Testo del documento:
########

Quando a gennaio il Napoli ha sacrificato Kvaratskhelia, facendosi lusingare dalla plurimilionaria offerta del PSG, la rinascita affidato a Conte poteva subire una brusca frenata. Invece, il progetto tecnico-tattico ha continuato a produrre i suoi frutti. Gli azzurri, nel bene e nel male, sono in piena lotta con l’Inter per la conquista dello scudetto, nonostante la partenza del georgiano abbia indubbiamente influito sul gioco, oggi ancora più lineare e organizzato. I partenopei sviluppano dunque un calcio fisico ed ordinato, teso al controllo degli spazi ed alla gestione dei flussi. Insomma, piuttosto che involuta, la squadra appare semplicemente diversa rispetto al modo di manovrare col numero 77 in campo. Al quale era concessa ampia libertà, potendo risolvere ogni partita con una giocata individuale.
Ceduto Khvicha ai parigini, la decisione di sostituirlo solo l’ultimo giorno utile di mercato con Noah Okafor, aveva dato l’impressione che la società volesse rinunciare ad arricchire l’organico con un profilo di primissimo livello. Del resto, lo svizzero sembrava un ripiego, considerando le voci a tratti incontrollate circa il possibile sostituto di Kvara: prima Garnacho, poi Adeyemi; quindi, Saint-Maximin. Nessuno di loro alla fine è sbarcato all’ombra del Vesuvio. Ma il Napoli aveva comunque l’esigenza di occupare, almeno numericamente, lo slot di vice-Neres, nel frattempo promosso tra i titolari. La stessa formula del trasferimento imbastita col Milan – prestito oneroso (1,5 milioni), con diritto di riscatto fissato a 23,5 milioni di euro – lasciava facilmente ipotizzare che l’ex rossonero fosse la classica toppa messa lì per coprire un buco alla meno peggio. E non una scelta ponderata.

########

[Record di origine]
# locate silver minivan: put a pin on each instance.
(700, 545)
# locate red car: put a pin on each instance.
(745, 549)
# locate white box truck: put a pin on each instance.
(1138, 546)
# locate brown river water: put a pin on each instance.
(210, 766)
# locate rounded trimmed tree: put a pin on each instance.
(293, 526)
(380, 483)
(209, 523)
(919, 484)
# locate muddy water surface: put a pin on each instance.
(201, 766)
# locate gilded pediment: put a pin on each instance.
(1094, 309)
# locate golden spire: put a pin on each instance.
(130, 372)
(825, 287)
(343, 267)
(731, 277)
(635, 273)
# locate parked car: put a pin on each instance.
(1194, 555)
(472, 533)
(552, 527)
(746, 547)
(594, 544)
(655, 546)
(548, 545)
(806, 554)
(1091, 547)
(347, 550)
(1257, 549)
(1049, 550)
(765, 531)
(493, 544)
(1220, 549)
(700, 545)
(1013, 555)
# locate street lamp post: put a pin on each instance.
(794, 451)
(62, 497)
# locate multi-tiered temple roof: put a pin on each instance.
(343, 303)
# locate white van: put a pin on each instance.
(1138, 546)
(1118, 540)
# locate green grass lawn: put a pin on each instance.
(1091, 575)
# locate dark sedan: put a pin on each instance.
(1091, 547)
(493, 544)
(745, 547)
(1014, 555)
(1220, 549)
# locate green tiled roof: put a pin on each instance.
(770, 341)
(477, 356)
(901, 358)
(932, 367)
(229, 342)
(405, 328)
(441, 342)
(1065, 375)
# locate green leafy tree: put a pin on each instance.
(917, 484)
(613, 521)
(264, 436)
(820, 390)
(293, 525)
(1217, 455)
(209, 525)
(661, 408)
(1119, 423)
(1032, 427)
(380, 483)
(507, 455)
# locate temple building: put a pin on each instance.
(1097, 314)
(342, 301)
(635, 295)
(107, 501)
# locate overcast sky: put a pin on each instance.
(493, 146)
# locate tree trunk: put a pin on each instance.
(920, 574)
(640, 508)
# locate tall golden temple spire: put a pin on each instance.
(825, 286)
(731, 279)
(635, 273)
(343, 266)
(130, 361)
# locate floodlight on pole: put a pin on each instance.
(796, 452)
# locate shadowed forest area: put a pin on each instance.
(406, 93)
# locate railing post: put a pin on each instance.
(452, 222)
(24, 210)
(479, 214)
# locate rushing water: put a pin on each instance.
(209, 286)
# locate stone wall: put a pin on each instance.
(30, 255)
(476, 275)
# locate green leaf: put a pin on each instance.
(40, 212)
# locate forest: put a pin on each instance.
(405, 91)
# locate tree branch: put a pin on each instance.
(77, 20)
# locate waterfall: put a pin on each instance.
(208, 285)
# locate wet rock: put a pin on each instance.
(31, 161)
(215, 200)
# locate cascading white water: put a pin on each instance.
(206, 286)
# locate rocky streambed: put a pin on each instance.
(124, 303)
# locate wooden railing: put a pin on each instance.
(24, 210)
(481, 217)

########

Elenco attività:
(1) Duplica il brano del testo sul Napoli dopo la cessione di Kvaratskhelia, a partire da "Quando a gennaio" e fino a "una giocata individuale.".
(2) Prosegui il testo sul Napoli dopo la cessione di Kvaratskhelia dal punto in cui si interrompe.
Le voci costituiscono materiale a parte, distinto dal testo.

Risultati attesi:
(1)
Quando a gennaio il Napoli ha sacrificato Kvaratskhelia, facendosi lusingare dalla plurimilionaria offerta del PSG, la rinascita affidato a Conte poteva subire una brusca frenata. Invece, il progetto tecnico-tattico ha continuato a produrre i suoi frutti. Gli azzurri, nel bene e nel male, sono in piena lotta con l’Inter per la conquista dello scudetto, nonostante la partenza del georgiano abbia indubbiamente influito sul gioco, oggi ancora più lineare e organizzato. I partenopei sviluppano dunque un calcio fisico ed ordinato, teso al controllo degli spazi ed alla gestione dei flussi. Insomma, piuttosto che involuta, la squadra appare semplicemente diversa rispetto al modo di manovrare col numero 77 in campo. Al quale era concessa ampia libertà, potendo risolvere ogni partita con una giocata individuale.

(2)
Condizione fisica e usi tattici
Contro l’Inter, al posto di Raspadori dal 77’, Okafor si è piazzato a sinistra, nel 4-3-3 ridisegnato da Conte con i cambi, evidenziando dei progressi rispetto all’esordio con l’Udinese. Anche a Como, subentrato nei minuti finali, aveva combinato poco o nulla. D’altronde, era arrivato in condizioni fisiche davvero precarie. Negli ultimi due mesi al Milan aveva fatto praticamente tappezzeria causa infortunio muscolare al polpaccio. Motivo per cui non aveva nemmeno superato le visite mediche al Red Bull Lipsia, che voleva acquistarlo a inizio mercato invernale, rispedendolo poi al mittente come un pacco postale indesiderato. Quindi, gli serviva un po’ di tempo per rimettersi in carreggiata: è risaputo che Conte pretende dai suoi energia ed intensità ogni qual volta vengono chiamati in causa, altrimenti il campo lo vedono col cannocchiale. La cura sembra funzionare, considerando un paio di spunti che si è inventato sulla fascia al cospetto di Dumfries, poco prima che gli azzurri pareggiassero.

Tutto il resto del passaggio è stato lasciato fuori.